(Text provided Opens)

The high cost of fertility treatments has made an enormous impact on our lives and on our choices. Before we started dealing with infertility, we were concerned about money. We talked about how much to spend for home repairs given our modest house and its resale value. We were concerned about saving enough for retirement and diligently increased the amount we deducted from each paycheck when we got a raise. We dreamed about the property we would buy in the country and the house we hoped to build some day. We wondered how we would get by on 1.5 incomes instead of 2 when we had kids.
Then we got pregnant. It took us a while, but we were thankful it only took a couple of IUI's and a few hundred dollars. When I was four months pregnant, I told my employer that I would quit after the baby was born to work in the family business. It would be a significant cut in pay, but it would allow me much more flexibility as a mom. Our son was born 3 months later, but he didn't live longer than a few minutes. We decided I would quit my job anyway because we would, of course, get pregnant again soon and the family business had a position that needed to be filled.

(Text provided Closes)
(Recorded data Opens)

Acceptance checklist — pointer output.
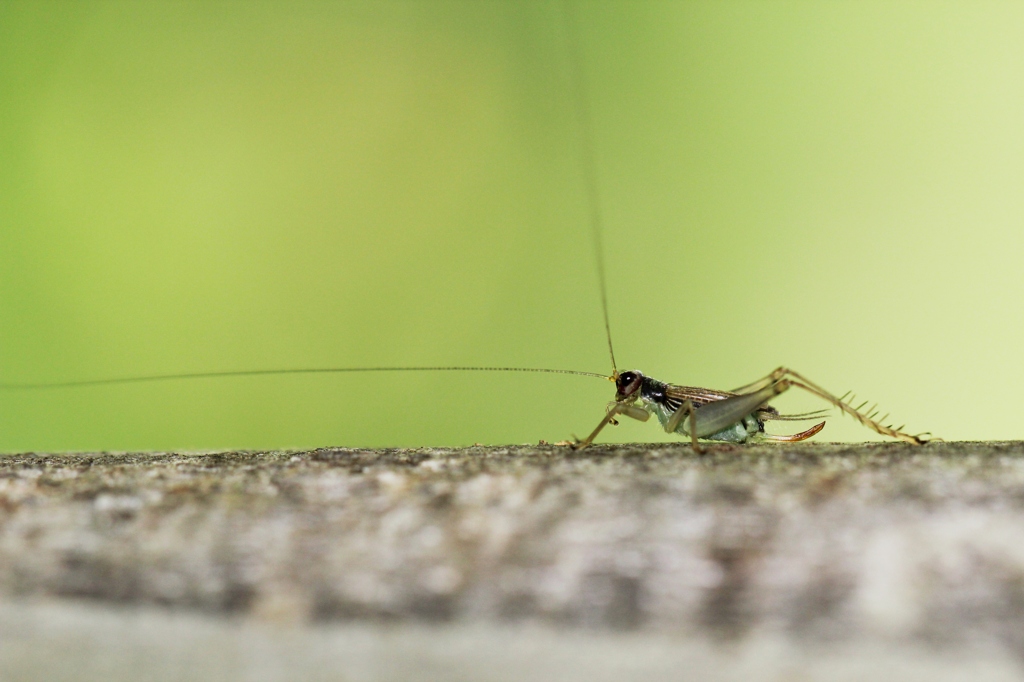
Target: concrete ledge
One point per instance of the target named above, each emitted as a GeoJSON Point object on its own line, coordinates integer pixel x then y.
{"type": "Point", "coordinates": [813, 546]}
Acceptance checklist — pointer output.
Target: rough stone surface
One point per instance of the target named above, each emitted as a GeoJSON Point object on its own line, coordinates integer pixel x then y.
{"type": "Point", "coordinates": [818, 543]}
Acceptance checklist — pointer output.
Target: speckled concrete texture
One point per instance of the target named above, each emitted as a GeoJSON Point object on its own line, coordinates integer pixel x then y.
{"type": "Point", "coordinates": [817, 546]}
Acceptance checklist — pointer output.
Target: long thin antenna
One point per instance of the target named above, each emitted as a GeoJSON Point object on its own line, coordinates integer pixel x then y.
{"type": "Point", "coordinates": [589, 167]}
{"type": "Point", "coordinates": [264, 373]}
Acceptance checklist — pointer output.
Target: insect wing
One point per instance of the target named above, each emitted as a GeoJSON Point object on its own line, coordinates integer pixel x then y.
{"type": "Point", "coordinates": [676, 395]}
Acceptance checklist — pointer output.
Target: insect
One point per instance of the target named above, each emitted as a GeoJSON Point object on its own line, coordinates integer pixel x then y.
{"type": "Point", "coordinates": [699, 414]}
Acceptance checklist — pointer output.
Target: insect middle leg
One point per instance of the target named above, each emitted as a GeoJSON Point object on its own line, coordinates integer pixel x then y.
{"type": "Point", "coordinates": [685, 410]}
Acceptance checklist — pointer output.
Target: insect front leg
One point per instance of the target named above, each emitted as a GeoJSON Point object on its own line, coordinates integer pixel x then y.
{"type": "Point", "coordinates": [614, 409]}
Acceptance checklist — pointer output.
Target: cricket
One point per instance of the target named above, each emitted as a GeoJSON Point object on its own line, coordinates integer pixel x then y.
{"type": "Point", "coordinates": [696, 414]}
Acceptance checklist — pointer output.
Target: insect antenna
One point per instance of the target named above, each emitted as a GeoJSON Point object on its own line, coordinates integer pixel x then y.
{"type": "Point", "coordinates": [588, 166]}
{"type": "Point", "coordinates": [265, 373]}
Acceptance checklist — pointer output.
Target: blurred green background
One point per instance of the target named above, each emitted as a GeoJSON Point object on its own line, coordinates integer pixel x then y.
{"type": "Point", "coordinates": [238, 185]}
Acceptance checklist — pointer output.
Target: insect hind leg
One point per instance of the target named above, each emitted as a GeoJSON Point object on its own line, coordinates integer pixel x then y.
{"type": "Point", "coordinates": [787, 378]}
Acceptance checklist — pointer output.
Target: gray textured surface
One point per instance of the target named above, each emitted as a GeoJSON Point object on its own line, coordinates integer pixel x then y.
{"type": "Point", "coordinates": [820, 547]}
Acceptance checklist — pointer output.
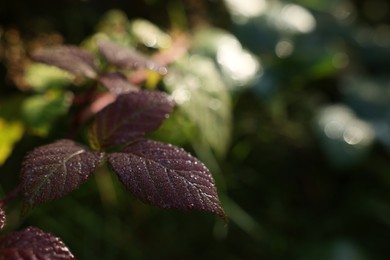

(Recorded data Closes)

▶ **Work to be completed**
Copy verbatim the text from the passage on the cost of fertility treatments between "The high cost" and "we had kids.", inclusive.

▶ **Worked solution**
The high cost of fertility treatments has made an enormous impact on our lives and on our choices. Before we started dealing with infertility, we were concerned about money. We talked about how much to spend for home repairs given our modest house and its resale value. We were concerned about saving enough for retirement and diligently increased the amount we deducted from each paycheck when we got a raise. We dreamed about the property we would buy in the country and the house we hoped to build some day. We wondered how we would get by on 1.5 incomes instead of 2 when we had kids.